+++ EXERCISE INPUT +++

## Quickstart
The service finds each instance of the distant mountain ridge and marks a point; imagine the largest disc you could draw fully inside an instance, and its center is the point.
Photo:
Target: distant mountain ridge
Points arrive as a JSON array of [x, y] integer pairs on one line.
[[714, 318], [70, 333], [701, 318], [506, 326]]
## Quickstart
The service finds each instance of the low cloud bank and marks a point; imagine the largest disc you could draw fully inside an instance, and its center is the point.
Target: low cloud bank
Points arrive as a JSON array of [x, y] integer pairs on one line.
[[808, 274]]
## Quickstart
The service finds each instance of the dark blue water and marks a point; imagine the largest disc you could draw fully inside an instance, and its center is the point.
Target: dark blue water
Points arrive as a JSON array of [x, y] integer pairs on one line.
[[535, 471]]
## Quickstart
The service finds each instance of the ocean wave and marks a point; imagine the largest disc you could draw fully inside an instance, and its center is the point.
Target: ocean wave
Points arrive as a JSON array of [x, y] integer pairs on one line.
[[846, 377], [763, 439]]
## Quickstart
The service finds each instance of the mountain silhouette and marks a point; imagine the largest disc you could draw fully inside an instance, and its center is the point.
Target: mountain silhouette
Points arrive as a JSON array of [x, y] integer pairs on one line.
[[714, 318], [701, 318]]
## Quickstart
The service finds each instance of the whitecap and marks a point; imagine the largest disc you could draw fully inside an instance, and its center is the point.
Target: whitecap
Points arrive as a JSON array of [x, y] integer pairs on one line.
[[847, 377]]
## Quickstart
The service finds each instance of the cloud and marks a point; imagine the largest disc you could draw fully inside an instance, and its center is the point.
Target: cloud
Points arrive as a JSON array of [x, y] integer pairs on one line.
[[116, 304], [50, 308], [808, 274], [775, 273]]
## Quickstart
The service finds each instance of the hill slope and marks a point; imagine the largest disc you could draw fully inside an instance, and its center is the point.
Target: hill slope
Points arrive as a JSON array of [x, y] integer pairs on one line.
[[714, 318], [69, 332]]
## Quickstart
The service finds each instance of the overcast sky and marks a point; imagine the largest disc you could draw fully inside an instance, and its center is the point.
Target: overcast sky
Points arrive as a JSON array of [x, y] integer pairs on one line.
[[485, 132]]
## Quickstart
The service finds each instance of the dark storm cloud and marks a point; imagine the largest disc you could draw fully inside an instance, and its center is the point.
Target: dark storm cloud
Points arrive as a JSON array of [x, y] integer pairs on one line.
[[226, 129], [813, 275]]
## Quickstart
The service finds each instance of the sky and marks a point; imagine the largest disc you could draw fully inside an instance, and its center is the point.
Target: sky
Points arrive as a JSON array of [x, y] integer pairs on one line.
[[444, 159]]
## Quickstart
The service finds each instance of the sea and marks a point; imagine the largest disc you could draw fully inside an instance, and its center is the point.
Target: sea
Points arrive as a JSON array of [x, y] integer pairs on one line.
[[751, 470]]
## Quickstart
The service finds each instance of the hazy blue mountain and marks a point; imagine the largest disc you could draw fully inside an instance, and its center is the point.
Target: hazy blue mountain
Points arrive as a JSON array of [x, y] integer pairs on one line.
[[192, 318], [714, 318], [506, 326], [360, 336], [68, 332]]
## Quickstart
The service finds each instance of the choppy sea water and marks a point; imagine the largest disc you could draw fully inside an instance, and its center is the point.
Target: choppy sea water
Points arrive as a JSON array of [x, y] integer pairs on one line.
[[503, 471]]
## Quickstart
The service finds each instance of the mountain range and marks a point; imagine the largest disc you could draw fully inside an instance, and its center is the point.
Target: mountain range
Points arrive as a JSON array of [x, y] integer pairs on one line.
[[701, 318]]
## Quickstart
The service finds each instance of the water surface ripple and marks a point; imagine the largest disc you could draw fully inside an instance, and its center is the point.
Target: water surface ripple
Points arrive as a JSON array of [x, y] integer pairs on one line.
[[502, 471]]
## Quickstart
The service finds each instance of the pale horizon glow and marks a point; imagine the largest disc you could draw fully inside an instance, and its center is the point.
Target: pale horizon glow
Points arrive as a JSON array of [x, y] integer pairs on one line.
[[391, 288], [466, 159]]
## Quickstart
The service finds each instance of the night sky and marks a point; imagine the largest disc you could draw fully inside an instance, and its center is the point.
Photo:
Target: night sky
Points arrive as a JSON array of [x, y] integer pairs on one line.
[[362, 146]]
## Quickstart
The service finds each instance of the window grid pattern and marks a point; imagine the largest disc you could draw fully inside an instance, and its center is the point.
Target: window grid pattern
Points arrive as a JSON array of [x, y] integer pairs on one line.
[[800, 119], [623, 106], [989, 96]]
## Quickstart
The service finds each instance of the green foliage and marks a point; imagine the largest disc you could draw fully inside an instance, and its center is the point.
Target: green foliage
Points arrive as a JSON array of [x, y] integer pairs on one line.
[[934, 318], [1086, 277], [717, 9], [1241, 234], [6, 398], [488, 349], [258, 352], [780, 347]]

+++

= WHAT IS BEING ASKED =
Give all of the rows above again, replacing every "integer pairs" with "whole-number pairs" and leaving everything else unchanged.

= SOLUTION BELOW =
## Quickstart
The service finds each instance of the distant mountain ridge and marks a point; imagine the largest disc you could draw fully inside an instance, and its center is the point.
Photo:
Target: distant mountain ridge
Points arrive as a JSON array of [x, y] whole-number pairs on one line.
[[714, 318], [70, 333], [701, 318], [506, 326]]
## Quickstart
The service finds each instance of the low cloud bank and marks a point; imagine the largest disc you could draw fully inside an instance, and its center is the point.
Target: low cloud bank
Points arrive as a JSON array of [x, y] whole-number pairs on one line.
[[808, 274]]
## Quickstart
The service finds each instance of the dark blue water and marks a point; imagine the largest disc you could draw fully inside an instance, and its center is the point.
Target: dark blue water
Points arrive as a JSON array of [x, y] whole-number pairs on one line.
[[535, 471]]
## Quickstart
The service finds each instance of the ocean wave and marks a point; imagine the largest disc you could draw fully inside an instance, and its center is the point.
Target: ocean wave
Points arrive as a JSON array of [x, y] whole-number pairs on one line.
[[846, 377], [763, 439]]
## Quickstart
The service finds each instance of the mountain silhouette and marks a point; imagine the largest disc you could draw fully inside an instance, and its center is the point.
Target: mountain silhouette
Points arrive as a JSON array of [x, y] whole-number pairs on one line.
[[714, 318], [701, 318]]
## Quickstart
The service finds each instance of the whitecap and marks a point; imagine the largest disc you could draw fully inside an instance, and its center is the point.
Target: whitecap
Points arrive as a JSON array of [x, y] whole-number pairs on one line.
[[847, 377]]
## Quickstart
The service finds each instance of the cloud and marks a point; imagine the largest disc you could draw fully inside an instance, and its center is the point.
Target: cloud
Points arrive as a JSON array of [x, y] whole-number pairs on one line.
[[116, 304], [50, 308], [808, 274], [775, 273]]
## Quickstart
The service finds each instance of the hill slope and marks a point; imagine the largest disc you could draw fully inside an instance, and its center is the point.
Target: hill slope
Points arrive as a JSON array of [x, y] whole-number pairs on one line.
[[714, 318], [69, 332]]
## Quickstart
The service finds each instance of the overcast sky and marks a point; imagine the largest disc you could draw fully inside an instance, and its center is the point.
Target: overcast sky
Points arrive as a JSON array of [x, y] whole-number pairs on one line.
[[485, 132]]
## Quickstart
The service finds each instance of the dark storm cloud and marks a point; imagine the largest disc you could draw fully inside an instance, and its center is the point.
Target: dark storm cloud
Points arrive as a JSON array of [x, y] whole-number pairs on one line.
[[226, 129], [813, 275]]
## Quickstart
The service finds each instance of the sky and marks a point; imagine the largest disc you could draw fully inside an instance, and its center is the point.
Target: sky
Points arrive as a JSON array of [x, y] whole-number pairs on one line.
[[444, 159]]
## Quickstart
The service finds each instance of the sea and marks a point; imagine the largest disc you could draw fully inside an instance, and its center is the point.
Target: sea
Points arrive as a JSON array of [x, y] whole-number pairs on one line.
[[751, 470]]
## Quickstart
The service finds each instance of the hazy blue mountain and marks a point; imagine the largest disc you could draw fully inside an instance, and its center is the point.
Target: hazy blue mountain
Points arrive as a JSON array of [x, y] whole-number pairs on one line.
[[192, 318], [714, 318], [506, 326], [360, 336], [68, 332]]
## Quickstart
The service finds each instance of the choppy sea water and marks a point; imagine the largest disc you could draw fully inside an instance, and its center is the point.
Target: choppy sea water
Points arrive as a JSON array of [x, y] whole-number pairs on one line.
[[503, 471]]
## Quickstart
The service finds each instance of the mountain range and marks a point; imagine the largest disc you could draw fully inside an instance, and its center is the point.
Target: mountain range
Points arrive as a JSON array of [x, y] whole-number pairs on one line.
[[701, 318]]
## Quickstart
The service finds each instance of the water surface ripple and marks a point; imagine the largest disc you could draw fully inside an instance, and its center is the point.
Target: water surface ripple
Points arrive as a JSON array of [x, y] whole-number pairs on one line.
[[502, 471]]
## Quickstart
The service finds each instance of the pale horizon glow and marks a point; imagine the largest disc you could draw fully inside an instance, and its center is the point.
Target: pale horizon glow
Points arrive as a JSON array of [x, y] whole-number pairs on one line.
[[391, 288], [466, 159]]
## Quickstart
The service finds each instance of the night sky and marks a point; imagine the largest disc you could draw fully inside an instance, and its center is the point.
Photo:
Target: night sky
Points arrive as a JSON array of [x, y] whole-number pairs on one line.
[[362, 146]]
## Quickstart
The service finds each instance of the window grid pattern and marks a point; imagine the largest disc you could draw fully inside an instance, and its center is the point.
Target: window grid pattern
Points arrive as a JSON array of [x, y] whole-number pairs on one line.
[[800, 119], [623, 106], [989, 96]]
## Quickstart
The service finds each instance of the green foliage and marks a point; imagine the largest disc you could draw fully inside an instance, and its center is the point.
Target: green foliage
Points arrive as a JSON array of [x, y] whole-number pairs on one line.
[[934, 318], [1086, 277], [717, 9], [1241, 234], [6, 398], [488, 349], [258, 352], [780, 347]]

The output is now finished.